◆ Supplied passage
▶
The stronger and more aggressive sex dominates the weaker sex? This simplistic view of male-female dominance relationships is common but falls short of the complexity of how dominance hierarchies are established in animal societies. In our recent study we teamed up with 18 scientists to compare male-female dominance relationships in nine species of mammals, including seven primates, rock hyraxes and… spotted hyenas! The collaborative study revealed that in female-dominated societies, male and female group members relied on submissive signals and gestures to establish and maintain dominance, whereas in male-dominated societies, aggressive behaviours prevailed.

Organising the social life in a group around a clear dominance hierarchy, where each group member knows where they stand, is an effective way to avoid escalated violence and injuries in many animal societies. These hierarchies can be derived from the outcome of agonistic interactions between group members; the individual who shows submission to another will be considered as the subordinate of the pair.
◀
◆ Information provided
▶
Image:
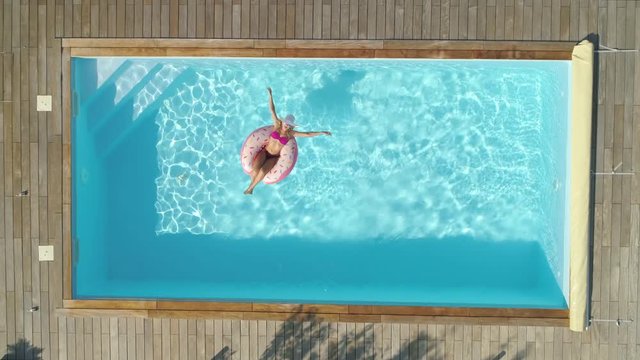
◀
◆ Problems to work on
• A. Transcribe the passage on dominance hierarchies, starting at the words "Organising the social" and ending after "of the pair.".
• B. According to the passage on dominance hierarchies, how many mammal species did the study compare?
Answer using only the passage on dominance hierarchies.

◆ Answer set
• A.
Organising the social life in a group around a clear dominance hierarchy, where each group member knows where they stand, is an effective way to avoid escalated violence and injuries in many animal societies. These hierarchies can be derived from the outcome of agonistic interactions between group members; the individual who shows submission to another will be considered as the subordinate of the pair.

• B. Nine species of mammals.